Quote the whole listing verbatim.

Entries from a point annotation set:
———

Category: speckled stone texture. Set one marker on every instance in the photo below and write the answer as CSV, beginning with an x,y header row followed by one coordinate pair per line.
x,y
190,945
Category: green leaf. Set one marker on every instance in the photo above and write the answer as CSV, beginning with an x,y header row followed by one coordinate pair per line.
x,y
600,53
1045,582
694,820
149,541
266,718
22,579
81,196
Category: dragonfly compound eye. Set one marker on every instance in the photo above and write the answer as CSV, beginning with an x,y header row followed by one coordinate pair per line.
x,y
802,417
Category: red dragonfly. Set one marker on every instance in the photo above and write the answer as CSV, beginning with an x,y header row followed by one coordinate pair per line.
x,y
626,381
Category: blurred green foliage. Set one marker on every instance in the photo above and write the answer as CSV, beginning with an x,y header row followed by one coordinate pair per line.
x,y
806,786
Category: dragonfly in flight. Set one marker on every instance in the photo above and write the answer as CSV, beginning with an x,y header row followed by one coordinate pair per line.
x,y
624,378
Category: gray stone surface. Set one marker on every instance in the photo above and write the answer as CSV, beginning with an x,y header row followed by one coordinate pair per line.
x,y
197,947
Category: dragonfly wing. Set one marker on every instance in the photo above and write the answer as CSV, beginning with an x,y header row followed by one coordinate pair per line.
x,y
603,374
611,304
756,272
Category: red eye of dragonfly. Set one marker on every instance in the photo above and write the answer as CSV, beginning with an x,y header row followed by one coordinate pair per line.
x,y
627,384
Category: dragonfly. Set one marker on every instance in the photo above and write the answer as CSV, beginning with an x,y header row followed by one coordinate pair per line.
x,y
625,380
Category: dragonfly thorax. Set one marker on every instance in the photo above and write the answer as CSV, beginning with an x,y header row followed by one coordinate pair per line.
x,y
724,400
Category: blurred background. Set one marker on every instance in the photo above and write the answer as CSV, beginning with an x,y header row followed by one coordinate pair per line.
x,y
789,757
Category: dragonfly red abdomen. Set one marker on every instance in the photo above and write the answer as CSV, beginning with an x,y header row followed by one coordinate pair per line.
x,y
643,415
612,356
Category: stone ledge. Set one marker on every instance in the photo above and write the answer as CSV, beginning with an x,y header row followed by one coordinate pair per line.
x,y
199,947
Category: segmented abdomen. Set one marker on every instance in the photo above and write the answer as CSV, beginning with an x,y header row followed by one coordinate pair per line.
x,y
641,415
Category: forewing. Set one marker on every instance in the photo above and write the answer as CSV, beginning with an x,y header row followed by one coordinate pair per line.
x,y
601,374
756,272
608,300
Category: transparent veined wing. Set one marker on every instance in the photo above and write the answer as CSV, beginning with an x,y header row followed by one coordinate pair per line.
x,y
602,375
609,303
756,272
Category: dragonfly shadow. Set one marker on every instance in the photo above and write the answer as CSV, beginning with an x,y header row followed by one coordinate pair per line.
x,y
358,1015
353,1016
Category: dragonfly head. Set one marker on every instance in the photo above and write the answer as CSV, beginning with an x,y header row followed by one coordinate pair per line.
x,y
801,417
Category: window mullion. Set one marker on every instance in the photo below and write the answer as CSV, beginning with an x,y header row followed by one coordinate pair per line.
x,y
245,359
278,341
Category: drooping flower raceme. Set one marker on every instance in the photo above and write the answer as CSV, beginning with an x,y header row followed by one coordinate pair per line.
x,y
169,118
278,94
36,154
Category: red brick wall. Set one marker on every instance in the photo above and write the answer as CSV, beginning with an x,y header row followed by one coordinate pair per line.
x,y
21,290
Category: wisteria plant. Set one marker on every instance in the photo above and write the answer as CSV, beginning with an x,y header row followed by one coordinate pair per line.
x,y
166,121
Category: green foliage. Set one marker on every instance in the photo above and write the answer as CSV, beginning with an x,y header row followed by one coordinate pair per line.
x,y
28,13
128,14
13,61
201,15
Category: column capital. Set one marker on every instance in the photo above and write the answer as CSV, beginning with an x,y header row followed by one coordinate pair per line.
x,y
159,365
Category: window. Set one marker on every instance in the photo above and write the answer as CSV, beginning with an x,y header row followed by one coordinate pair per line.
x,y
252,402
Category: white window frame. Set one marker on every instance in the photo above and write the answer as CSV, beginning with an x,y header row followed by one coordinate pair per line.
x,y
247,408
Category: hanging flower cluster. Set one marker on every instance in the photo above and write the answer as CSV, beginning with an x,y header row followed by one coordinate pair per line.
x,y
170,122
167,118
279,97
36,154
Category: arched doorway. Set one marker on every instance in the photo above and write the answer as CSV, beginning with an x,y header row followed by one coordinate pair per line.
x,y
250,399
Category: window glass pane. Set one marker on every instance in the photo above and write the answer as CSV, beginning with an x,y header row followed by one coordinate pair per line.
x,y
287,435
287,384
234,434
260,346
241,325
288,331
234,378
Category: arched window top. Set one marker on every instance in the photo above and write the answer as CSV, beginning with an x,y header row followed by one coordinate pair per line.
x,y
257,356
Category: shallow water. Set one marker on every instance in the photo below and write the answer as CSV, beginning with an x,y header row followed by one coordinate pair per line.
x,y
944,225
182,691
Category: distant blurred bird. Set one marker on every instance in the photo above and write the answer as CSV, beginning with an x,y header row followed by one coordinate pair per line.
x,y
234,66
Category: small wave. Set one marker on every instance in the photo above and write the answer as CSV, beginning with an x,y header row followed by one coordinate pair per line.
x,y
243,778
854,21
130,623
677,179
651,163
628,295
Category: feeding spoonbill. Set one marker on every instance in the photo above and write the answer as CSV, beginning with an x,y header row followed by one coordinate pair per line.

———

▶ Output below
Category: speckled stone texture. Set one marker on every instance in the photo below and write the answer as CSV, beginning with an x,y header row followed by one coordinate pair per line.
x,y
190,945
Category: green leaf. Set one marker on every instance in the photo above and write the answer as CSV, beginning with an x,y header row followed by one coordinate pair per line.
x,y
600,53
1045,582
694,820
149,541
266,718
22,579
81,196
Category: dragonfly compound eye. Set one marker on every instance in the photo above and write the answer as CSV, beginning with an x,y header row followed by one coordinate pair per line.
x,y
802,417
Category: red dragonfly. Set one marker on every instance in the photo above and write the answer as CSV, beginning with an x,y header row followed by one coordinate pair per line.
x,y
626,381
Category: blurred green foliage. Set one marker on every instance in the photo above and write the answer as CSV, beginning with an x,y header row followed by one coordinate pair per line.
x,y
806,786
Category: dragonfly in flight. Set one marker on every instance in the photo above and write the answer as CSV, beginning with an x,y header row followed by one coordinate pair per line.
x,y
624,378
Category: gray stone surface. Set one marker on every instance in the photo above and write the answer as CSV, beginning with an x,y header row followed by one coordinate pair per line.
x,y
197,947
Category: dragonfly wing. Set one marker on every instance in the photo above and write the answer as CSV, beginning with an x,y header row followed by one coordinate pair per line.
x,y
603,374
611,304
756,272
Category: red eye of dragonfly. Set one marker on every instance in the photo above and write the answer as CSV, beginning with an x,y header row followed by one coordinate pair per line.
x,y
627,384
Category: dragonfly. Set one marker on every instance in the photo above and write the answer as CSV, beginning with an x,y header row followed by one coordinate pair per line.
x,y
625,380
Category: dragonfly thorax. Set one marker on every instance in the photo above and write the answer as CSV, beginning with an x,y header row followed by one coordinate pair per line.
x,y
724,400
Category: blurred background. Set one marker on every instance in the photo above and write the answer as CSV, beginning with an x,y header row followed by one coordinate pair per line.
x,y
789,757
Category: dragonfly red abdomen. Set one marker on every instance in the photo above and write the answer as CSV, beginning with an x,y header row followed by one coordinate pair per line.
x,y
643,415
612,356
Category: stone ledge. Set one marker on every instance in the photo above and write the answer as CSV, beginning with an x,y header row followed by one coordinate pair per line.
x,y
199,947
Category: segmented abdomen. Set one marker on every instance in the photo above and write the answer as CSV, beginning with an x,y header row followed by one coordinate pair per line.
x,y
641,415
Category: forewing. Set one marker on every instance in the photo above and write the answer as CSV, beginning with an x,y header row followed by one coordinate pair per line.
x,y
601,374
756,272
608,300
Category: transparent veined wing. Set one marker on every instance in the photo above and write the answer as CSV, beginning with an x,y header row followed by one coordinate pair per line.
x,y
602,375
609,303
756,272
Category: dragonfly shadow. Set one marker on every instance in the photo above and write the answer as CSV, beginning with an x,y header row followed by one coordinate pair per line.
x,y
358,1015
353,1016
Category: dragonfly head. Set one marker on every instance in the photo above and write the answer as CSV, beginning with an x,y header row followed by one coordinate pair per line.
x,y
801,417
Category: window mullion. Set one marker on every instance in the photo below and write the answer as CSV, beginning with an x,y header row followed by one coordinate pair per line.
x,y
245,359
278,341
Category: drooping flower raceme. Set one marker on every instance in the photo above and write the answer as CSV, beginning with an x,y header row followed by one coordinate pair per line.
x,y
169,118
278,94
36,154
Category: red brick wall. Set one marker on every instance in the photo above and write the answer as CSV, beginning with an x,y header row followed by one coordinate pair per line.
x,y
21,290
Category: wisteria plant. Set one marker on every instance in the photo above and write the answer as CSV, beginning with an x,y header row followed by one coordinate pair per line.
x,y
166,121
Category: green foliage. Set one marker on every instance in the photo above and write the answer as CSV, beginning with an x,y header row followed by one coordinate pair per line.
x,y
28,13
128,14
13,61
201,15
Category: column capital. Set one marker on every instance in the photo above and write the answer as CSV, beginning with an x,y header row followed by one coordinate pair per line.
x,y
159,365
Category: window. Set one marker on every instance in the photo above and write the answer as CSV, beginning with an x,y header row followed by one coordinate pair per line.
x,y
252,402
Category: white window frame. Set one marker on every instance in the photo above and write the answer as CSV, beginning with an x,y header row followed by one coordinate pair per line.
x,y
247,408
Category: hanging flower cluster. Set one marker on every instance in the photo above and write the answer as CSV, beginning with an x,y header row followed by one coordinate pair per line.
x,y
170,122
167,118
279,97
36,154
Category: arched doorway. Set one marker on every instance in the photo above and write the answer as CSV, beginning with an x,y header row followed by one coordinate pair per line.
x,y
250,399
Category: window glass pane. Set one marker on every instance in the photo above and write the answer as CSV, beginning with an x,y header row followed by one coordinate pair per line.
x,y
287,435
287,384
234,434
260,346
241,325
288,331
234,378
Category: arched window top. Set one marker on every instance in the photo above and write the answer as CSV, beginning with an x,y header row followed by one coordinate pair per line.
x,y
257,356
Category: shallow water. Set one marker on every instance in the photo below and write the answer as CSV, beginning with an x,y header row followed by one coordinate pair per line.
x,y
944,225
182,691
Category: distant blurred bird. Set one marker on every instance in the photo above and write the answer as CSV, beginning with an x,y header row followed by one coordinate pair per line.
x,y
234,66
Category: small wave. Set one marker on every instance in the photo above and write the answer as CSV, beginning with an x,y header row followed by one coordinate pair per line.
x,y
243,778
854,21
130,623
677,179
651,163
628,295
Category: feeding spoonbill. Set one marker on every instance in the photo above and write the answer as CSV, beginning with an x,y header row followed by one coordinate pair per line.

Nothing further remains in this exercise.